### [Exercise details]
Rewrite the items below as a numbered list, dropping any blank lines. Leave the pictures out of your answer.

### [Exercise materials]

-- begin --

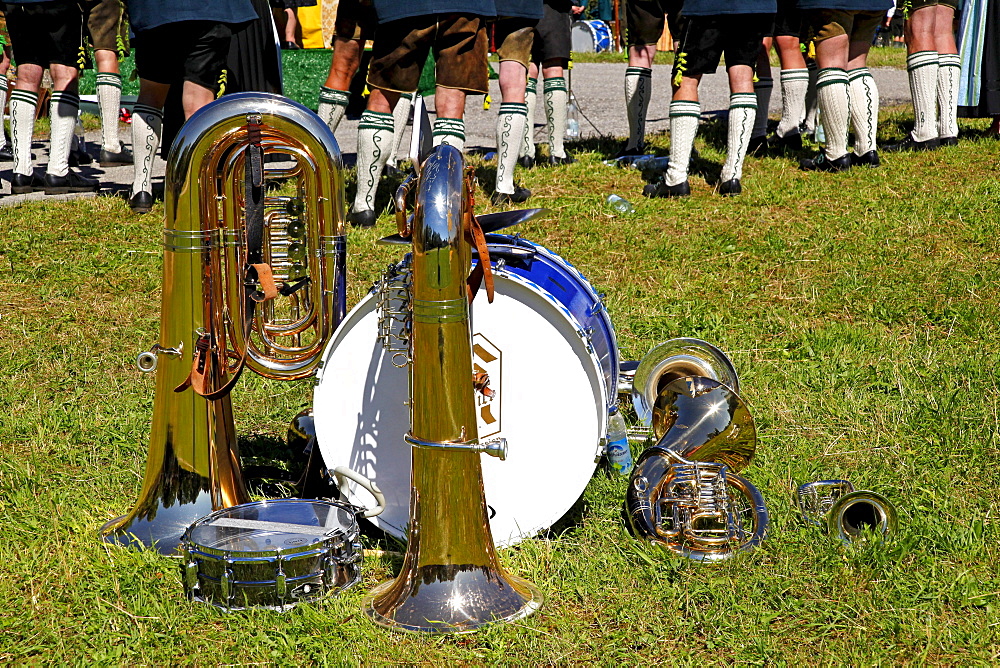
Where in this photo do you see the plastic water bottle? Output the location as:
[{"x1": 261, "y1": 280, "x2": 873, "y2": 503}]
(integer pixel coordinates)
[
  {"x1": 605, "y1": 193, "x2": 635, "y2": 216},
  {"x1": 566, "y1": 93, "x2": 580, "y2": 139},
  {"x1": 608, "y1": 409, "x2": 633, "y2": 476}
]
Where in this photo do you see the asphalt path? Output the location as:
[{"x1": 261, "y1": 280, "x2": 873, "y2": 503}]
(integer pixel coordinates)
[{"x1": 0, "y1": 63, "x2": 910, "y2": 206}]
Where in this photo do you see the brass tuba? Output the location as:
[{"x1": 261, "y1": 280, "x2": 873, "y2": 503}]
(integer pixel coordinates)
[
  {"x1": 100, "y1": 93, "x2": 346, "y2": 554},
  {"x1": 363, "y1": 145, "x2": 542, "y2": 633},
  {"x1": 624, "y1": 339, "x2": 770, "y2": 561}
]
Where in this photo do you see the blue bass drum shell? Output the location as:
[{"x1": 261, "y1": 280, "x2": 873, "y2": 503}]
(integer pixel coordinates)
[{"x1": 473, "y1": 234, "x2": 619, "y2": 410}]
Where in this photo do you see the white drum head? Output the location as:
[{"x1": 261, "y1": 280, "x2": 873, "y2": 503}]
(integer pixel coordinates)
[{"x1": 313, "y1": 274, "x2": 607, "y2": 547}]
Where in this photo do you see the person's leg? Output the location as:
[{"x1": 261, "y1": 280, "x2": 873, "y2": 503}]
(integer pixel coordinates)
[
  {"x1": 752, "y1": 37, "x2": 774, "y2": 153},
  {"x1": 495, "y1": 60, "x2": 530, "y2": 202},
  {"x1": 317, "y1": 37, "x2": 364, "y2": 132},
  {"x1": 719, "y1": 65, "x2": 752, "y2": 189},
  {"x1": 10, "y1": 63, "x2": 44, "y2": 183},
  {"x1": 518, "y1": 63, "x2": 538, "y2": 164},
  {"x1": 847, "y1": 41, "x2": 879, "y2": 167},
  {"x1": 774, "y1": 35, "x2": 809, "y2": 141},
  {"x1": 542, "y1": 58, "x2": 569, "y2": 164},
  {"x1": 904, "y1": 5, "x2": 951, "y2": 144},
  {"x1": 350, "y1": 88, "x2": 400, "y2": 227},
  {"x1": 130, "y1": 78, "x2": 170, "y2": 204},
  {"x1": 934, "y1": 5, "x2": 962, "y2": 146},
  {"x1": 621, "y1": 44, "x2": 656, "y2": 155}
]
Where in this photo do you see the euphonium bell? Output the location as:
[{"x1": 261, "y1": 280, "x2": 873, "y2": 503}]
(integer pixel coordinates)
[
  {"x1": 101, "y1": 93, "x2": 346, "y2": 554},
  {"x1": 795, "y1": 480, "x2": 896, "y2": 545},
  {"x1": 363, "y1": 145, "x2": 542, "y2": 633},
  {"x1": 625, "y1": 376, "x2": 769, "y2": 561}
]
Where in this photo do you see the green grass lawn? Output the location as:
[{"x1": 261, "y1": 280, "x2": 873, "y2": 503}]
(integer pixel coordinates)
[{"x1": 0, "y1": 110, "x2": 1000, "y2": 665}]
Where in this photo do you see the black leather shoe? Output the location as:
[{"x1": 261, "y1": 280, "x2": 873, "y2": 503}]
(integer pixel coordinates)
[
  {"x1": 747, "y1": 135, "x2": 768, "y2": 156},
  {"x1": 69, "y1": 148, "x2": 94, "y2": 167},
  {"x1": 97, "y1": 142, "x2": 132, "y2": 167},
  {"x1": 799, "y1": 151, "x2": 851, "y2": 172},
  {"x1": 882, "y1": 135, "x2": 940, "y2": 153},
  {"x1": 490, "y1": 186, "x2": 531, "y2": 206},
  {"x1": 347, "y1": 210, "x2": 378, "y2": 227},
  {"x1": 771, "y1": 132, "x2": 802, "y2": 151},
  {"x1": 642, "y1": 179, "x2": 691, "y2": 197},
  {"x1": 128, "y1": 190, "x2": 153, "y2": 213},
  {"x1": 719, "y1": 179, "x2": 743, "y2": 197},
  {"x1": 45, "y1": 169, "x2": 101, "y2": 195},
  {"x1": 10, "y1": 174, "x2": 45, "y2": 195},
  {"x1": 851, "y1": 149, "x2": 882, "y2": 167}
]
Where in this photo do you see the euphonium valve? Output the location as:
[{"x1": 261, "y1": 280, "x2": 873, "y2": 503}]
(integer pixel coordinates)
[
  {"x1": 795, "y1": 480, "x2": 896, "y2": 545},
  {"x1": 625, "y1": 376, "x2": 769, "y2": 561},
  {"x1": 101, "y1": 93, "x2": 346, "y2": 554},
  {"x1": 363, "y1": 145, "x2": 542, "y2": 633}
]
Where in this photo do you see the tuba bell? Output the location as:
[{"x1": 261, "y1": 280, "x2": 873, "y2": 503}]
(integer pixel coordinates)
[
  {"x1": 363, "y1": 145, "x2": 542, "y2": 633},
  {"x1": 100, "y1": 93, "x2": 346, "y2": 554}
]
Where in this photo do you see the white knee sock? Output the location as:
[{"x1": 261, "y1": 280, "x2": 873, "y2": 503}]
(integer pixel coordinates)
[
  {"x1": 386, "y1": 93, "x2": 413, "y2": 166},
  {"x1": 543, "y1": 77, "x2": 569, "y2": 158},
  {"x1": 847, "y1": 67, "x2": 878, "y2": 155},
  {"x1": 353, "y1": 111, "x2": 392, "y2": 211},
  {"x1": 97, "y1": 72, "x2": 122, "y2": 153},
  {"x1": 46, "y1": 91, "x2": 80, "y2": 176},
  {"x1": 496, "y1": 102, "x2": 528, "y2": 194},
  {"x1": 816, "y1": 67, "x2": 849, "y2": 160},
  {"x1": 777, "y1": 67, "x2": 809, "y2": 137},
  {"x1": 10, "y1": 89, "x2": 38, "y2": 175},
  {"x1": 521, "y1": 79, "x2": 538, "y2": 159},
  {"x1": 752, "y1": 75, "x2": 774, "y2": 139},
  {"x1": 316, "y1": 86, "x2": 351, "y2": 132},
  {"x1": 0, "y1": 74, "x2": 8, "y2": 149},
  {"x1": 721, "y1": 93, "x2": 752, "y2": 181},
  {"x1": 132, "y1": 104, "x2": 163, "y2": 194},
  {"x1": 906, "y1": 51, "x2": 938, "y2": 141},
  {"x1": 625, "y1": 67, "x2": 653, "y2": 150},
  {"x1": 938, "y1": 53, "x2": 962, "y2": 137},
  {"x1": 664, "y1": 100, "x2": 701, "y2": 186},
  {"x1": 431, "y1": 117, "x2": 465, "y2": 151}
]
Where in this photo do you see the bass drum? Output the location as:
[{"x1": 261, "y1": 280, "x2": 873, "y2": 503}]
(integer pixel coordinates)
[{"x1": 314, "y1": 267, "x2": 608, "y2": 547}]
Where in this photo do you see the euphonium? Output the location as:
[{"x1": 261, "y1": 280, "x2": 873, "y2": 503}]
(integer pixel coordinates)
[
  {"x1": 625, "y1": 376, "x2": 769, "y2": 561},
  {"x1": 364, "y1": 145, "x2": 542, "y2": 633},
  {"x1": 101, "y1": 93, "x2": 346, "y2": 554}
]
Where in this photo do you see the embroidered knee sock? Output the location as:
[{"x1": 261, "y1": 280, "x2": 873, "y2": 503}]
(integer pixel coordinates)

-- end --

### [Solution to the exercise]
1. Where in this photo do you see the plastic water bottle? Output the location as:
2. [{"x1": 261, "y1": 280, "x2": 873, "y2": 503}]
3. (integer pixel coordinates)
4. [
5.   {"x1": 605, "y1": 193, "x2": 635, "y2": 216},
6.   {"x1": 566, "y1": 93, "x2": 580, "y2": 139},
7.   {"x1": 608, "y1": 409, "x2": 633, "y2": 476}
8. ]
9. Where in this photo do you see the asphalt path? Output the location as:
10. [{"x1": 261, "y1": 280, "x2": 873, "y2": 503}]
11. (integer pixel coordinates)
12. [{"x1": 0, "y1": 63, "x2": 910, "y2": 206}]
13. Where in this photo do you see the brass tuba? Output the location as:
14. [{"x1": 261, "y1": 280, "x2": 873, "y2": 503}]
15. (integer pixel coordinates)
16. [
17.   {"x1": 100, "y1": 93, "x2": 346, "y2": 554},
18.   {"x1": 363, "y1": 145, "x2": 542, "y2": 633},
19.   {"x1": 624, "y1": 339, "x2": 770, "y2": 561}
20. ]
21. Where in this photo do you see the blue bass drum shell? Output the location as:
22. [{"x1": 261, "y1": 280, "x2": 873, "y2": 503}]
23. (integer pixel coordinates)
24. [{"x1": 473, "y1": 234, "x2": 619, "y2": 410}]
25. Where in this photo do you see the white drum head? Output the location as:
26. [{"x1": 261, "y1": 280, "x2": 873, "y2": 503}]
27. (integer pixel coordinates)
28. [{"x1": 313, "y1": 274, "x2": 607, "y2": 547}]
29. Where in this photo do you see the person's leg? Output the location as:
30. [{"x1": 261, "y1": 280, "x2": 873, "y2": 503}]
31. (integer pixel coordinates)
32. [
33.   {"x1": 752, "y1": 37, "x2": 774, "y2": 153},
34.   {"x1": 495, "y1": 60, "x2": 530, "y2": 202},
35.   {"x1": 317, "y1": 37, "x2": 364, "y2": 132},
36.   {"x1": 719, "y1": 65, "x2": 752, "y2": 189},
37.   {"x1": 10, "y1": 63, "x2": 44, "y2": 183},
38.   {"x1": 518, "y1": 63, "x2": 538, "y2": 164},
39.   {"x1": 847, "y1": 41, "x2": 879, "y2": 167},
40.   {"x1": 774, "y1": 35, "x2": 809, "y2": 141},
41.   {"x1": 542, "y1": 58, "x2": 569, "y2": 164},
42.   {"x1": 904, "y1": 5, "x2": 951, "y2": 144},
43.   {"x1": 350, "y1": 88, "x2": 400, "y2": 227},
44.   {"x1": 130, "y1": 78, "x2": 170, "y2": 204},
45.   {"x1": 934, "y1": 5, "x2": 962, "y2": 146},
46.   {"x1": 621, "y1": 44, "x2": 656, "y2": 155}
47. ]
48. Where in this photo do you see the euphonium bell? Output the location as:
49. [{"x1": 261, "y1": 280, "x2": 873, "y2": 503}]
50. (integer pixel coordinates)
51. [
52.   {"x1": 101, "y1": 93, "x2": 346, "y2": 554},
53.   {"x1": 795, "y1": 480, "x2": 896, "y2": 545},
54.   {"x1": 363, "y1": 145, "x2": 542, "y2": 633},
55.   {"x1": 625, "y1": 376, "x2": 769, "y2": 561}
56. ]
57. Where in this photo do you see the green grass lawn? Output the location as:
58. [{"x1": 261, "y1": 280, "x2": 873, "y2": 503}]
59. (integer pixel coordinates)
60. [{"x1": 0, "y1": 110, "x2": 1000, "y2": 665}]
61. Where in this photo do you see the black leather shoe? Output the location as:
62. [{"x1": 261, "y1": 280, "x2": 873, "y2": 503}]
63. (integer pixel coordinates)
64. [
65.   {"x1": 747, "y1": 135, "x2": 768, "y2": 156},
66.   {"x1": 69, "y1": 148, "x2": 94, "y2": 167},
67.   {"x1": 97, "y1": 142, "x2": 132, "y2": 167},
68.   {"x1": 799, "y1": 151, "x2": 851, "y2": 172},
69.   {"x1": 882, "y1": 135, "x2": 940, "y2": 153},
70.   {"x1": 490, "y1": 186, "x2": 531, "y2": 206},
71.   {"x1": 347, "y1": 210, "x2": 378, "y2": 227},
72.   {"x1": 771, "y1": 132, "x2": 802, "y2": 151},
73.   {"x1": 642, "y1": 179, "x2": 691, "y2": 197},
74.   {"x1": 128, "y1": 190, "x2": 153, "y2": 213},
75.   {"x1": 719, "y1": 179, "x2": 743, "y2": 197},
76.   {"x1": 45, "y1": 169, "x2": 101, "y2": 195},
77.   {"x1": 10, "y1": 174, "x2": 45, "y2": 195},
78.   {"x1": 851, "y1": 149, "x2": 882, "y2": 167}
79. ]
80. Where in this photo do you see the euphonium valve? Output the location as:
81. [{"x1": 261, "y1": 280, "x2": 873, "y2": 503}]
82. (integer pixel coordinates)
83. [
84.   {"x1": 795, "y1": 480, "x2": 896, "y2": 545},
85.   {"x1": 625, "y1": 376, "x2": 769, "y2": 561},
86.   {"x1": 101, "y1": 93, "x2": 346, "y2": 554},
87.   {"x1": 363, "y1": 145, "x2": 542, "y2": 633}
88. ]
89. Where in this photo do you see the tuba bell? Output the location as:
90. [{"x1": 261, "y1": 280, "x2": 873, "y2": 503}]
91. (integer pixel coordinates)
92. [
93.   {"x1": 363, "y1": 145, "x2": 542, "y2": 633},
94.   {"x1": 100, "y1": 93, "x2": 346, "y2": 554}
95. ]
96. Where in this photo do you see the white knee sock? Output the location as:
97. [{"x1": 261, "y1": 280, "x2": 873, "y2": 503}]
98. (integer pixel coordinates)
99. [
100.   {"x1": 386, "y1": 93, "x2": 413, "y2": 166},
101.   {"x1": 543, "y1": 77, "x2": 569, "y2": 158},
102.   {"x1": 847, "y1": 67, "x2": 878, "y2": 155},
103.   {"x1": 353, "y1": 111, "x2": 392, "y2": 211},
104.   {"x1": 97, "y1": 72, "x2": 122, "y2": 153},
105.   {"x1": 46, "y1": 91, "x2": 80, "y2": 176},
106.   {"x1": 496, "y1": 102, "x2": 528, "y2": 194},
107.   {"x1": 816, "y1": 67, "x2": 849, "y2": 160},
108.   {"x1": 777, "y1": 67, "x2": 809, "y2": 137},
109.   {"x1": 10, "y1": 89, "x2": 38, "y2": 175},
110.   {"x1": 521, "y1": 79, "x2": 538, "y2": 159},
111.   {"x1": 752, "y1": 75, "x2": 774, "y2": 139},
112.   {"x1": 316, "y1": 86, "x2": 351, "y2": 132},
113.   {"x1": 0, "y1": 74, "x2": 8, "y2": 149},
114.   {"x1": 721, "y1": 93, "x2": 752, "y2": 181},
115.   {"x1": 132, "y1": 104, "x2": 163, "y2": 194},
116.   {"x1": 906, "y1": 51, "x2": 938, "y2": 141},
117.   {"x1": 625, "y1": 67, "x2": 653, "y2": 150},
118.   {"x1": 938, "y1": 53, "x2": 962, "y2": 137},
119.   {"x1": 664, "y1": 100, "x2": 701, "y2": 186},
120.   {"x1": 431, "y1": 117, "x2": 465, "y2": 151}
121. ]
122. Where in this photo do you see the bass drum? Output the location as:
123. [{"x1": 261, "y1": 280, "x2": 873, "y2": 503}]
124. (integer pixel coordinates)
125. [{"x1": 314, "y1": 267, "x2": 608, "y2": 547}]
126. Where in this photo do you see the euphonium? Output the location as:
127. [{"x1": 261, "y1": 280, "x2": 873, "y2": 503}]
128. (integer pixel coordinates)
129. [
130.   {"x1": 625, "y1": 376, "x2": 769, "y2": 561},
131.   {"x1": 364, "y1": 145, "x2": 542, "y2": 633},
132.   {"x1": 101, "y1": 93, "x2": 346, "y2": 554}
133. ]
134. Where in this photo do you see the embroidered knee sock? Output the location as:
135. [{"x1": 261, "y1": 280, "x2": 873, "y2": 503}]
136. (integer pixel coordinates)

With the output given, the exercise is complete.